Dataset entries:
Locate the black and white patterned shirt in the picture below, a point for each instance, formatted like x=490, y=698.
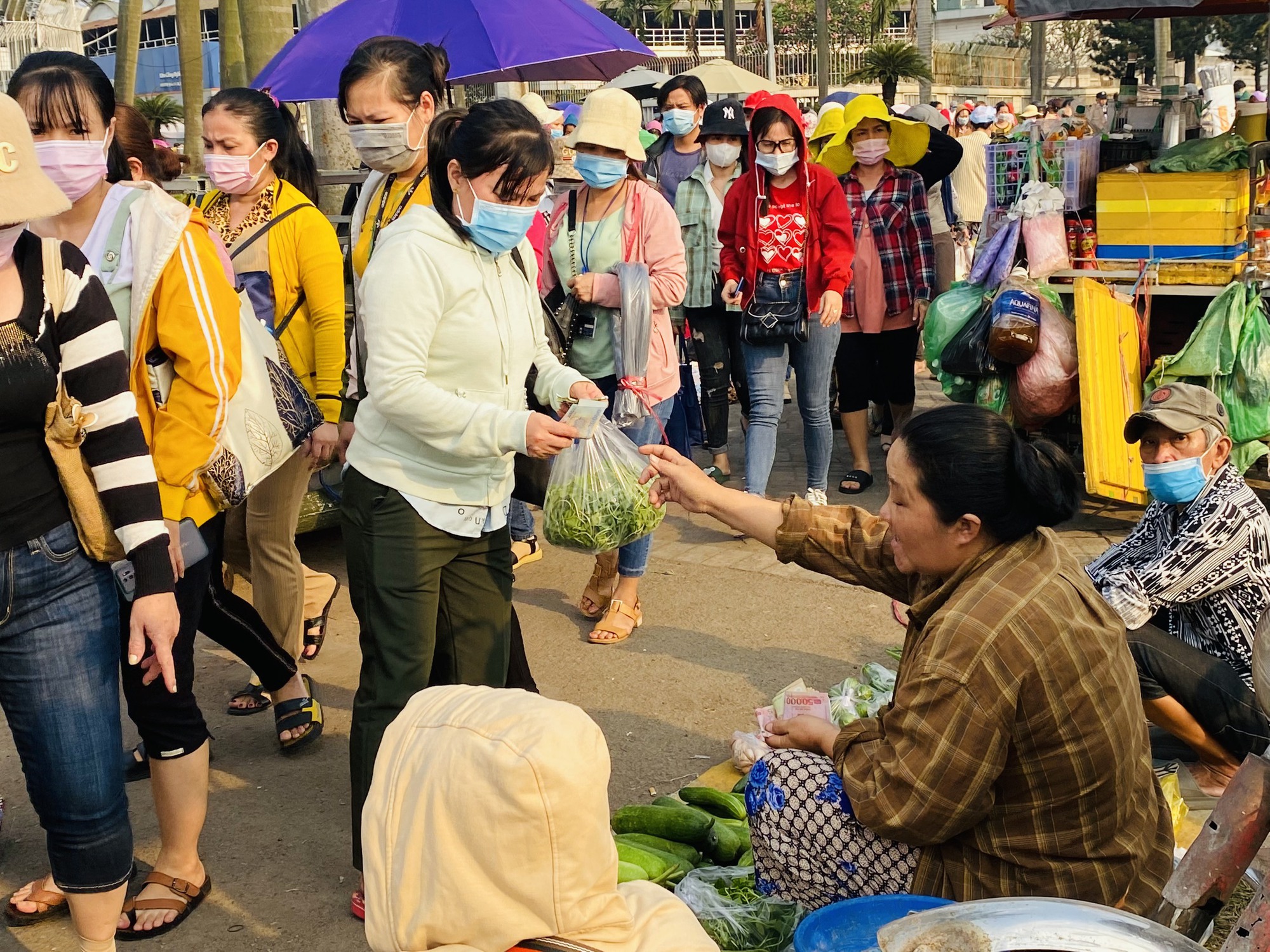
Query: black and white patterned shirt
x=1207, y=565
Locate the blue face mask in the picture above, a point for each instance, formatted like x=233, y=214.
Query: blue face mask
x=600, y=171
x=679, y=122
x=498, y=228
x=1177, y=482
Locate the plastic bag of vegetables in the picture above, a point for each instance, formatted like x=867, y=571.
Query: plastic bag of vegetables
x=595, y=502
x=735, y=915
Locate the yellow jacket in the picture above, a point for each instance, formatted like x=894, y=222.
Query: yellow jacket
x=304, y=255
x=185, y=307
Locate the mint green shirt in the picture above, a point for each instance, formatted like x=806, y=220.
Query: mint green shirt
x=600, y=247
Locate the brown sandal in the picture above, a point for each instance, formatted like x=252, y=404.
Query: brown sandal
x=608, y=625
x=54, y=906
x=603, y=586
x=186, y=902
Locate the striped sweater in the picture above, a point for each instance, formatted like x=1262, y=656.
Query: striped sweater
x=84, y=343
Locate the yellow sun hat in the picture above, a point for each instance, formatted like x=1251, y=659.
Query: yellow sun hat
x=909, y=140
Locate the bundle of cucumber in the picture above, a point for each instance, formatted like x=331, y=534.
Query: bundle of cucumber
x=665, y=841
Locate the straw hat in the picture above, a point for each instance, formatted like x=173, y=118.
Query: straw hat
x=610, y=119
x=544, y=114
x=26, y=194
x=909, y=140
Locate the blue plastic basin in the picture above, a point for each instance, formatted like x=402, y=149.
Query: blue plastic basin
x=852, y=926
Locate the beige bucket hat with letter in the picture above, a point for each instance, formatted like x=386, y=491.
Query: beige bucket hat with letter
x=26, y=194
x=610, y=119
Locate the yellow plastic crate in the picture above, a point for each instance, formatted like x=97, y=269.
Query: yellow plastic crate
x=1107, y=340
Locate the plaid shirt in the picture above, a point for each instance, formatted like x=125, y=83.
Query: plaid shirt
x=1015, y=752
x=1207, y=565
x=901, y=224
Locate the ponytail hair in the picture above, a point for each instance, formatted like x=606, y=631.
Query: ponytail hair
x=971, y=463
x=483, y=139
x=411, y=69
x=265, y=119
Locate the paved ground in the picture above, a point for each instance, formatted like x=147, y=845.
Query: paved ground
x=727, y=626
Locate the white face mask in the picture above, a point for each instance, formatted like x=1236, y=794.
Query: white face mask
x=723, y=154
x=387, y=147
x=778, y=163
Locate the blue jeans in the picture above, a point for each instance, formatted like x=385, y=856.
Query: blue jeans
x=765, y=367
x=633, y=559
x=59, y=687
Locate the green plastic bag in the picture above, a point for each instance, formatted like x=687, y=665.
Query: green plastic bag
x=1227, y=153
x=948, y=314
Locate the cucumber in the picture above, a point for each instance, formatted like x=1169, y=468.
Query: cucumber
x=665, y=846
x=655, y=868
x=713, y=802
x=678, y=823
x=629, y=873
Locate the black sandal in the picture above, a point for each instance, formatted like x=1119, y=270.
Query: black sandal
x=187, y=897
x=289, y=715
x=863, y=479
x=256, y=692
x=318, y=626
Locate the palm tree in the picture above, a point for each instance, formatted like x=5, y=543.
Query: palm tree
x=161, y=111
x=890, y=63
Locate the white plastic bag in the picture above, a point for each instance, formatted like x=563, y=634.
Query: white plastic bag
x=595, y=502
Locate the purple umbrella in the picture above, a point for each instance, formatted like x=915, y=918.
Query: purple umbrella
x=488, y=41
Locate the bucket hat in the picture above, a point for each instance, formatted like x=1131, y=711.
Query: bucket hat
x=26, y=192
x=610, y=119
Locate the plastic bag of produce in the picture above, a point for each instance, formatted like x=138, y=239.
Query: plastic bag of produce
x=595, y=502
x=967, y=354
x=1047, y=384
x=735, y=915
x=1015, y=322
x=948, y=314
x=632, y=333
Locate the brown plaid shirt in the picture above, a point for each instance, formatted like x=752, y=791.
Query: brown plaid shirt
x=1017, y=751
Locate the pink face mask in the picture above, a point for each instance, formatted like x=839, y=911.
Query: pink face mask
x=233, y=175
x=76, y=166
x=8, y=239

Request:
Copy every item above word for word, omitting the pictures.

Task solution:
Locate the black and white patterned shirt in the picture below, a point for each instance, formatted like x=490, y=698.
Query: black and white patterned shirt
x=1207, y=565
Locate the blue face mask in the picture above, a point for each instance, formatted like x=233, y=214.
Query: blue face mask
x=600, y=171
x=679, y=122
x=498, y=228
x=1177, y=482
Locate the plastic bag of vegetables in the picture above, a point for each instance, formatted like x=867, y=571.
Query: plastic bag of vegetables
x=595, y=502
x=735, y=915
Locate the yellow jacket in the picture above, a point for each instance, formatted like x=894, y=222.
Query: yellow jacket
x=304, y=255
x=185, y=307
Locate the mint green shirt in the picture above, a point for each instance, formatted like x=806, y=220.
Query: mint green shirt
x=600, y=247
Locate the brown sandal in the picture above, a point for each instance, formatted like x=252, y=404.
Query: brown sandal
x=608, y=625
x=54, y=906
x=603, y=586
x=186, y=902
Locate the striped sweater in the picture above, a point for each instance, formatted like x=1262, y=656.
Query: striped sweater
x=84, y=343
Locate the yellow sun hat in the picture above, a point for each instance, formatted like x=1251, y=659.
Query: yellow sun hat
x=909, y=140
Locate the bundle of cucumber in the picture above, a point for each instance, formatted like x=331, y=534.
Query: bundle of cucumber
x=665, y=841
Locate the straw hat in the picture above, a point for each instance, formatted like x=173, y=118.
Query: straw hat
x=610, y=119
x=544, y=114
x=26, y=194
x=909, y=140
Locate the blue plastic basin in the picture above, a point for each instance, formatted like x=402, y=149.
Query: blue plastic basin
x=852, y=926
Locate the beige bucket hat with letter in the picture above, a point for each instance, formatted like x=386, y=491.
Query: beige bucket hat with letter
x=26, y=194
x=610, y=119
Locate the yellow plastic crate in the picture above, a point for each instance, formatted like x=97, y=269.
Query: yellow plastic crate
x=1107, y=340
Locate the plaid shirt in the picture above, a point for each instance, formatted like x=125, y=83.
Query: plaid shirt
x=1015, y=752
x=1207, y=565
x=901, y=224
Locate the ponytail hair in the picture above, a point for each instance, formatted like x=606, y=631.
Query: ponytail hair
x=971, y=463
x=483, y=139
x=411, y=69
x=265, y=119
Locate the paved ground in the picture above, a point for each instance, formatted like x=147, y=845.
Query: paved ground
x=727, y=626
Locate the white face mask in the picture above, a point for each instance, formatted like x=1236, y=794.
Query: white face mask
x=723, y=154
x=387, y=147
x=778, y=163
Locate the blue jeans in the picture above, a point for each instance, formatted like x=385, y=856.
Query: blue jeans
x=765, y=367
x=633, y=559
x=59, y=687
Locate the green plastic bag in the picture above, a point for each instance, formatted like x=687, y=665.
Query: green plastic bag
x=1227, y=153
x=948, y=314
Locate the cucumber in the picture above, a point for each instance, formatted like x=1169, y=468.
Query: cucumber
x=665, y=846
x=655, y=868
x=713, y=802
x=678, y=823
x=629, y=873
Locate the black sandal in the picture above, a point for each instance, formatted like x=1119, y=270.
Query: black sandal
x=187, y=897
x=289, y=715
x=863, y=479
x=256, y=692
x=318, y=626
Locate the palm tree in the picture above, a point for each instance, formatted like x=5, y=543.
Query: palm tree
x=161, y=111
x=890, y=63
Locate the white plastic bag in the picture above, a point for each instance, formatted like x=563, y=634.
Query: white plastic bag
x=595, y=502
Locate the purple umbrella in the picture above, a point for each instance, formatted like x=915, y=918.
Query: purple umbrella
x=488, y=41
Locate the bucket hat in the picture above, a point for each instance, formatted like x=1131, y=711.
Query: bucket hat
x=26, y=192
x=610, y=119
Locate the plastic bag of produce in the picture above, a point for each instance, formatted like x=138, y=239.
Query: plastic bag of produce
x=595, y=502
x=967, y=354
x=1047, y=384
x=735, y=915
x=1015, y=322
x=948, y=314
x=632, y=333
Locate the brown plaid shirt in the picture above, a point for each instance, formatted like x=752, y=791.
Query: brown plaid shirt
x=1017, y=751
Locate the pink face mask in the picture above, a point for each instance, formatted like x=839, y=911.
Query: pink face mask
x=233, y=175
x=76, y=166
x=8, y=239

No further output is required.